* **TEXTAUSZUG**:
Warum können auch andere Industrien von der Blockchain profitieren?

Die IT entwickelt zunehmend dezentrale Strukturen, weil die Anwender ihre digitalen Daten selbst im Auge behalten möchten. Durch dezentrale Systeme können Informationen in einem Netz von mehreren Rechnern gespeichert werden, die über das Internet zugänglich sind. Mit dem Internet begann die Dezentralisierung der Kommunikation und jeder Mensch erhielt mehr Verfügungsgewalt über die Informationen, die er konsumiert. Im nächsten Schritt werden neben der Kommunikation auch Rechenleistung und Speicher dezentralisiert (Cloud Computing), und mit der Blockchain kommt nun ein weiteres Element hinzu. Die Blockchain befeuert Ideen, nicht nur Kryptowährungen wie Bitcoin über dezentrale Netze zu steuern, sondern auch andere digitale Inhalte wie Kunst, Musik, Texte oder Fotos.
Erste konkrete Praxisbeispiele für den Einsatz von Blockchains in verschiedenen Industrien haben wir im Artikel "Blockchain im Einsatz" zusammengestellt.

Über allem steht das programmierte Vertrauen

Blockchain ist im Grunde eine dynamische Datei, die konstant auf den aktuellsten Stand gebracht wird. Aufgrund ihrer Eigenschaften kann die Blockchain Vertrauen, das vormals von Intermediären als Dienstleistung angeboten wurde, technisch herstellen. Das ist wichtig, wenn Personen, die einander nicht kennen, miteinander ins Geschäft kommen möchten. Blockchain kommt zur richtigen Zeit, denn das Vertrauen in die traditionellen Institutionen des Staates, der Wirtschaft und des Finanzmarktes hat deutlich abgenommen.

Wie sehen die Blockchain-Angebot der großen IT-Konzerne aus?

Große IT-Konzerne springen auf den Blockchain-Zug auf und basteln derzeit an Software- und Service-Ökosystemen rund um die Technologie. So bietet IBM- sowieso schon länger in der Bitcoin-Initiative der Linux Foundation aktiv - innerhalb seiner Cloud Entwicklern die Möglichkeit, eigene Blockchains aufzusetzen. Dazu hat Big Blue auf seiner Entwicklerplattform Bluemix den der Bitcoin-Blockchain zugrundeliegenden Hyperledger-Code zur Verfügung gestellt.

* **BEREITGESTELLTE DATENSÄTZE**:
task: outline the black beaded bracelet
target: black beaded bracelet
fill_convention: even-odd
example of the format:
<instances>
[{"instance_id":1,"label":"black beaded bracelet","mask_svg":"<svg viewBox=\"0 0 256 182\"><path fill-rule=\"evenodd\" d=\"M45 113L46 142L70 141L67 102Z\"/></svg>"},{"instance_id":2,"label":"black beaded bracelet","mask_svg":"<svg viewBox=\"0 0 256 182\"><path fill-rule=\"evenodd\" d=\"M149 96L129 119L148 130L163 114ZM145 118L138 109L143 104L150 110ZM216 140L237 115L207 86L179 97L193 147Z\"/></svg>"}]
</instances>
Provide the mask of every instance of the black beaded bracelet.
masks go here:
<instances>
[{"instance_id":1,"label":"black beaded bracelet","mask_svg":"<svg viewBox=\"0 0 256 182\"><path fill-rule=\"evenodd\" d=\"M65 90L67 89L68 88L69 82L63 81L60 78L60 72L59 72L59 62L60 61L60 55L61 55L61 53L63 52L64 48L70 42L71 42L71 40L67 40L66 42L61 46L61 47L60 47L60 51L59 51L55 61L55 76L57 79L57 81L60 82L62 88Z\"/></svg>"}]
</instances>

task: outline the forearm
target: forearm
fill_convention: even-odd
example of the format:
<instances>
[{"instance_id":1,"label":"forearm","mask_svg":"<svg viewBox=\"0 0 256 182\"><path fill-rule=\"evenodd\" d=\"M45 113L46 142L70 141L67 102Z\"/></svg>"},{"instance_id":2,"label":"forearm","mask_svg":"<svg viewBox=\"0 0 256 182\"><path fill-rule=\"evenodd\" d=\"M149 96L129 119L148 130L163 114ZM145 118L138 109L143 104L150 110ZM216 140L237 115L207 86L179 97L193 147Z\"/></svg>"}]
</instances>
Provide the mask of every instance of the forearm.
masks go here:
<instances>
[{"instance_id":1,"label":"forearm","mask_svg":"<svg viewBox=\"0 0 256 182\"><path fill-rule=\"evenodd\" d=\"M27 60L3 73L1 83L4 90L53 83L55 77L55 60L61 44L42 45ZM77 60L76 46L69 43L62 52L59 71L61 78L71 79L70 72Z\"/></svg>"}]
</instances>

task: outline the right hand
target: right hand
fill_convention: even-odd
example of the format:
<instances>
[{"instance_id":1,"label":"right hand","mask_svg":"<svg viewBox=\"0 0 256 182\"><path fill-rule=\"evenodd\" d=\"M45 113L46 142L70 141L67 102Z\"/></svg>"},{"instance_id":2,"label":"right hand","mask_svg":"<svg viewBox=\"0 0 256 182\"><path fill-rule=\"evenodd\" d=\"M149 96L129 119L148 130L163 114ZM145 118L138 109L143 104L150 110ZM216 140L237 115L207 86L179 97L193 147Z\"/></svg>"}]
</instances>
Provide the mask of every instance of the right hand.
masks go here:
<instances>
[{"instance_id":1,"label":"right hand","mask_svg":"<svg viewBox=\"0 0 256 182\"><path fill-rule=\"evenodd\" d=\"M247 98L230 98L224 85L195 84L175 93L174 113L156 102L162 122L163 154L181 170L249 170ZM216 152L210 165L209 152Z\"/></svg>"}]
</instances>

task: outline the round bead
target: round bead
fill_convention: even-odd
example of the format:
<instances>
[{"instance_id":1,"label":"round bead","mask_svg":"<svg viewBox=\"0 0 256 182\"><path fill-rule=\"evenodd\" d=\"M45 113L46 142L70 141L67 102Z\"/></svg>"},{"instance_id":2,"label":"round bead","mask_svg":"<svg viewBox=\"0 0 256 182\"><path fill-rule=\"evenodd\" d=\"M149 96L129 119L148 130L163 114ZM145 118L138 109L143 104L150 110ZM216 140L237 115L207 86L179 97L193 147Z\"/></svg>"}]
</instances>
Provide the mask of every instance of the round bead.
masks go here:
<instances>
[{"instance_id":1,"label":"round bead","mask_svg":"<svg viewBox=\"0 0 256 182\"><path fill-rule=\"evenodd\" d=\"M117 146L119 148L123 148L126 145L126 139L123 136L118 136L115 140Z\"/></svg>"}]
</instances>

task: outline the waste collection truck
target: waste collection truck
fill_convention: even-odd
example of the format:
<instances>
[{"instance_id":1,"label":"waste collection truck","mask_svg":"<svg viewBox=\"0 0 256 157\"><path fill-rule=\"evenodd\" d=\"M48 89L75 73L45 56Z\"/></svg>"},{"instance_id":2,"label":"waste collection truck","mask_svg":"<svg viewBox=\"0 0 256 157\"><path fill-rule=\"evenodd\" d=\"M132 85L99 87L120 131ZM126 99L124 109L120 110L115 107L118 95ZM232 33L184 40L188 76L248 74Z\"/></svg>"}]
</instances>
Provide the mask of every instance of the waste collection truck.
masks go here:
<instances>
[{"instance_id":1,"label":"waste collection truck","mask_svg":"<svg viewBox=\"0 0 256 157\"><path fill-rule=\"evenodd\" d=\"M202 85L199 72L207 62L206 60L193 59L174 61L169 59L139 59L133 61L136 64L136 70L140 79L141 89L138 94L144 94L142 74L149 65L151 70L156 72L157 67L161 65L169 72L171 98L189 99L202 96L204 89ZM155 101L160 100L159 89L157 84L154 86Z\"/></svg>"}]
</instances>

* **ARBEITSAUFTRAG 1**: Fassen Sie den Text zur Blockchain in zwei Sätzen zusammen.
* **ARBEITSAUFTRAG 2**: Ändern Sie den Abschnitt des Textes zur Blockchain von „Erste konkrete Praxisbeispiele“ bis einschließlich „großen IT-Konzerne aus?“: Ersetzen Sie darin „Intermediären“ durch „Vermittlern“, und geben Sie den Abschnitt vollständig wieder.
* **ARBEITSAUFTRAG 3**: Setzen Sie den Text zur Blockchain im Anschluss an seinen letzten Satz fort.

* **LÖSUNG 1**: Die IT entwickelt zunehmend dezentrale Strukturen, und nach Kommunikation, Rechenleistung und Speicher kommt mit der Blockchain ein weiteres Element hinzu, das Vertrauen technisch herstellen kann, welches vormals Intermediäre als Dienstleistung anboten. Große IT-Konzerne bauen derzeit Software- und Service-Ökosysteme rund um die Technologie auf, und IBM bietet Entwicklern innerhalb seiner Cloud die Möglichkeit, eigene Blockchains aufzusetzen.

* **LÖSUNG 2**:
Erste konkrete Praxisbeispiele für den Einsatz von Blockchains in verschiedenen Industrien haben wir im Artikel "Blockchain im Einsatz" zusammengestellt.

Über allem steht das programmierte Vertrauen

Blockchain ist im Grunde eine dynamische Datei, die konstant auf den aktuellsten Stand gebracht wird. Aufgrund ihrer Eigenschaften kann die Blockchain Vertrauen, das vormals von Vermittlern als Dienstleistung angeboten wurde, technisch herstellen. Das ist wichtig, wenn Personen, die einander nicht kennen, miteinander ins Geschäft kommen möchten. Blockchain kommt zur richtigen Zeit, denn das Vertrauen in die traditionellen Institutionen des Staates, der Wirtschaft und des Finanzmarktes hat deutlich abgenommen.

Wie sehen die Blockchain-Angebot der großen IT-Konzerne aus?

* **LÖSUNG 3**:
Durch die gleichzeitige Integration des Container-Dienstes Docker sei es "für Entwickler nun in zwölf Sekunden möglich, eine eigene Mini-Blockchain innerhalb einer Sandbox zum Laufen zu bekommen", wie Jerry Cuomo, bei IBM für die Blockchain-Angebote zuständig, im Rahmen der Vorstellung der Services im Februar 2016 unterstrich. "Und nur eine Minute später ist dann die erste vollständige Blockchain-Applikation live."

Auch Microsoft hat den Nutzen von Blockchain erkannt und unter dem Dach von "Ethereum Blockchain as a Service" in der Azure Cloud das "Project Bletchley" gestartet. In nächster Zeit sollen verschiedene Middleware-Tools gelauncht werden, die den Business-Nutzen von Blockchain erweitern. So spricht man beispielsweise mit "Blockchain as a Service"in erster Linie Entwickler an. Als technisches Werkzeug der Lösungen dienen sogenannte "Cryptlets", mit deren Hilfe Anwender externe Daten in eine Blockchain einpflegen können, ohne ihre Sicherheit und Integrität zu zerstören.
Diese Cryptlets lassen sich in jeder beliebigen Prorammiersprache entwickeln und laufen analog zum IBM-Angebot innerhalb eines sicheren Containers. Microsoft sieht den Nutzen der Blockchain-Technologie vor allem in Security-relevanten Themen wie Identitäts-Management und Verschlüsselung und hat entsprechende Services bereits in Project Bletchley integriert.
Weitere große IT-Player wie SAP oder HPE haben die Technologie ebenfalls schon länger unter Beobachtung und evaluieren eigenen Aussagen zufolge noch die Möglichkeiten, Angebote rund um Blockchain zu entwickeln.